_REQUIRED WORK_.
Print the data below verbatim, starting at the line that contains "Practice step: locate the window" and continuing down through the end of the data, with both ends included.
═══ GIVEN INFORMATION
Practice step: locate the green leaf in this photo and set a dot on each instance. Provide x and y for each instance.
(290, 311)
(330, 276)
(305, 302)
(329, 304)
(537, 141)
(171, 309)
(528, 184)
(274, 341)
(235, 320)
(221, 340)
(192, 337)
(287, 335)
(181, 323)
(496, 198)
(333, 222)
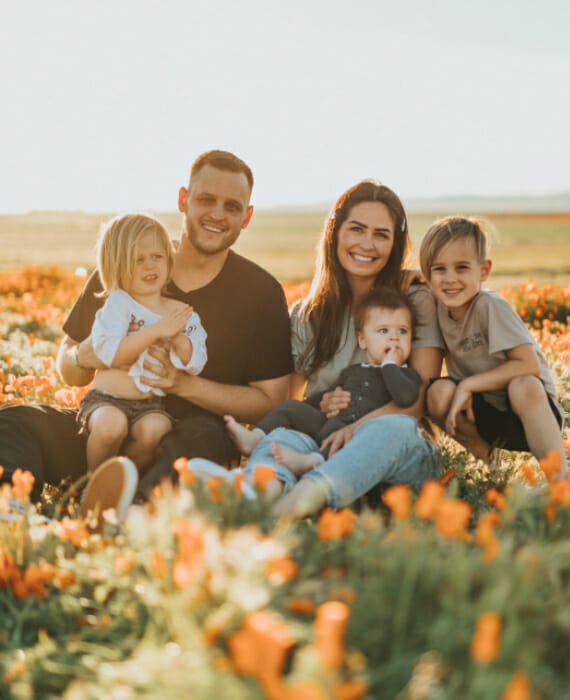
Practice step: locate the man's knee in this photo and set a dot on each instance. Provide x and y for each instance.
(150, 429)
(109, 425)
(526, 392)
(439, 396)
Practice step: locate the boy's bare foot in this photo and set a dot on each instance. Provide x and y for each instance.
(298, 462)
(245, 439)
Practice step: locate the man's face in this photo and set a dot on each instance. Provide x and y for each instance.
(216, 208)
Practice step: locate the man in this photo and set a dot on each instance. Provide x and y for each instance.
(243, 310)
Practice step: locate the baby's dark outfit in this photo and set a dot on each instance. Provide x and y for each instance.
(370, 387)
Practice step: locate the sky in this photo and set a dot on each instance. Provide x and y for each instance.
(106, 104)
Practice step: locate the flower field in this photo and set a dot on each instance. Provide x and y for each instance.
(459, 591)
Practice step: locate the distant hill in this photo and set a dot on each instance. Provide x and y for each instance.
(553, 202)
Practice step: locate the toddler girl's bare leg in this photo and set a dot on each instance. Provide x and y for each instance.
(297, 462)
(245, 439)
(107, 428)
(530, 402)
(146, 434)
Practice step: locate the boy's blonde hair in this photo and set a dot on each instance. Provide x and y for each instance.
(444, 231)
(117, 247)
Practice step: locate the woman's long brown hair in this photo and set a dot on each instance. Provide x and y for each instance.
(330, 295)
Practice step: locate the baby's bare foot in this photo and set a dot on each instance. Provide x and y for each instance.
(297, 462)
(244, 438)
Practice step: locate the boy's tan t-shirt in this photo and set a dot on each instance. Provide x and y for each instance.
(479, 342)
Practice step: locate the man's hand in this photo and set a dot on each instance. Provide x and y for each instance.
(333, 402)
(462, 401)
(339, 438)
(161, 366)
(173, 323)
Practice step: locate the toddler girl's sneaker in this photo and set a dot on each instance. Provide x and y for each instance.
(111, 486)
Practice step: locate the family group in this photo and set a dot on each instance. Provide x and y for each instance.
(191, 352)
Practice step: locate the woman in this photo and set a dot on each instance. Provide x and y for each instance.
(364, 244)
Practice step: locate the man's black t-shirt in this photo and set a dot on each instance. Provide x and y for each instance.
(244, 312)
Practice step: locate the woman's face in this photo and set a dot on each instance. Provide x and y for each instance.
(365, 241)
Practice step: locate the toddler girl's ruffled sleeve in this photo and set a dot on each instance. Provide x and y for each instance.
(195, 332)
(111, 325)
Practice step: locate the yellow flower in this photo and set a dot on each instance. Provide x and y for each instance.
(518, 687)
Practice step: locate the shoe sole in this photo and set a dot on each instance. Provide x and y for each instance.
(205, 469)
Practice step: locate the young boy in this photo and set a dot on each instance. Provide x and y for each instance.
(500, 391)
(384, 327)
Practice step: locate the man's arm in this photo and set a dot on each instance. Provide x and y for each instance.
(247, 404)
(76, 362)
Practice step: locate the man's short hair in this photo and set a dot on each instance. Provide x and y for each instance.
(381, 298)
(222, 160)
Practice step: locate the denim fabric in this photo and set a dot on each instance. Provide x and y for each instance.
(389, 449)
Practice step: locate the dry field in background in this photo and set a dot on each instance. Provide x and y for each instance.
(525, 245)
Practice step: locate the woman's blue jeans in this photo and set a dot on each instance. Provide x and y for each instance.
(390, 449)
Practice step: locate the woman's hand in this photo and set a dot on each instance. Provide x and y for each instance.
(338, 439)
(409, 277)
(333, 402)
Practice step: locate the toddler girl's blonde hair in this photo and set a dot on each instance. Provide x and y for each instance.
(444, 231)
(117, 247)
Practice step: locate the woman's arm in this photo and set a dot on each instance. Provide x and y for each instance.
(427, 363)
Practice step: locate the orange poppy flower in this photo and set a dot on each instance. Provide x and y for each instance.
(23, 483)
(329, 626)
(398, 498)
(73, 531)
(518, 687)
(427, 503)
(158, 565)
(334, 524)
(238, 480)
(494, 498)
(560, 492)
(551, 465)
(550, 511)
(280, 569)
(349, 690)
(528, 473)
(259, 648)
(486, 641)
(300, 605)
(185, 475)
(452, 518)
(262, 475)
(190, 553)
(213, 486)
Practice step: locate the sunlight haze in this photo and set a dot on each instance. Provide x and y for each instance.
(106, 104)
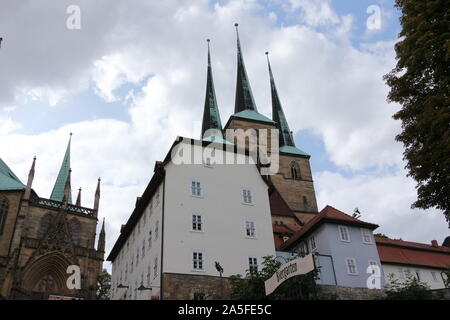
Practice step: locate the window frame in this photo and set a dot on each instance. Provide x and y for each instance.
(196, 222)
(347, 232)
(366, 232)
(252, 228)
(248, 196)
(196, 260)
(356, 273)
(196, 185)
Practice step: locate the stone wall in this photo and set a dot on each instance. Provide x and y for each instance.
(349, 293)
(185, 286)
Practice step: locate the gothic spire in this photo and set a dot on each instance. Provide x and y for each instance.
(78, 203)
(101, 238)
(62, 179)
(244, 97)
(285, 134)
(211, 116)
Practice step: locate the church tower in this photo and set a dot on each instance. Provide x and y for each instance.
(294, 179)
(293, 182)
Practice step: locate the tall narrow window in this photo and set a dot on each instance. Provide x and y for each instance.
(295, 170)
(343, 234)
(250, 229)
(312, 243)
(74, 228)
(148, 275)
(155, 268)
(4, 206)
(366, 236)
(247, 196)
(196, 188)
(197, 260)
(351, 266)
(149, 239)
(253, 264)
(45, 225)
(196, 222)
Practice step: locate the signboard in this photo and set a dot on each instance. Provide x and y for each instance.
(288, 270)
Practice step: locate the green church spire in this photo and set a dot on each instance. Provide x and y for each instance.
(285, 134)
(211, 116)
(244, 97)
(63, 178)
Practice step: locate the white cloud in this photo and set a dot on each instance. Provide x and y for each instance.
(384, 200)
(326, 85)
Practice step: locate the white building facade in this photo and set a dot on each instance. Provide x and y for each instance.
(190, 217)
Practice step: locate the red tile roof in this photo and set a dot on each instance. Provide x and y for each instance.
(412, 253)
(331, 215)
(278, 206)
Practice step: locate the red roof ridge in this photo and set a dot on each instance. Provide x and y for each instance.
(410, 244)
(329, 213)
══════
_WRITTEN RESPONSE_.
Practice step: locate the window frame in this photo and set a dot on each instance. Provide x and y for each instance.
(196, 222)
(347, 232)
(366, 232)
(252, 228)
(248, 196)
(196, 260)
(356, 273)
(196, 185)
Practice step: locate the stone wall in this photo and set a dot on each instance. Provide x and y for each instance.
(349, 293)
(185, 286)
Practice step: locate the gothic spire in this photo and set a dot on each instance. Provide x and y for each instance.
(78, 203)
(101, 238)
(62, 179)
(244, 97)
(285, 134)
(211, 116)
Practice step: locate the church tower in this photo and set a dot on each instance. Provide x and y for each instance.
(294, 179)
(293, 182)
Practice step: locate the tall narrow window in this photo and set a dot on each instance. Provide x and y for each instance.
(295, 170)
(343, 234)
(250, 229)
(312, 243)
(74, 228)
(148, 275)
(155, 268)
(4, 206)
(366, 236)
(247, 196)
(196, 188)
(197, 260)
(351, 266)
(149, 239)
(253, 264)
(45, 225)
(196, 222)
Practice step: locate the signboard in this photo and set a dot on each instance. Provide x and y for each instance.
(288, 270)
Practice step: locate the green church spire in this photo and set a dot on each instance. Provide x and y for each instance.
(285, 134)
(211, 116)
(244, 97)
(63, 178)
Practice step: locate the white cloud in this photo and set a dot on each instance. Provide x and y for each instance.
(384, 200)
(326, 85)
Practice step: locate the white building facade in this photo and set a dot on each instance. Provide x and y for each instance.
(190, 217)
Practice step: locate the red tile roof in this photo and set a dot on each instance. Provide x and y for each instance.
(412, 253)
(331, 215)
(278, 206)
Practice step: locate the red roof ridge in this photo and set a dot on each instance. Provide x and y for each instance.
(410, 244)
(329, 213)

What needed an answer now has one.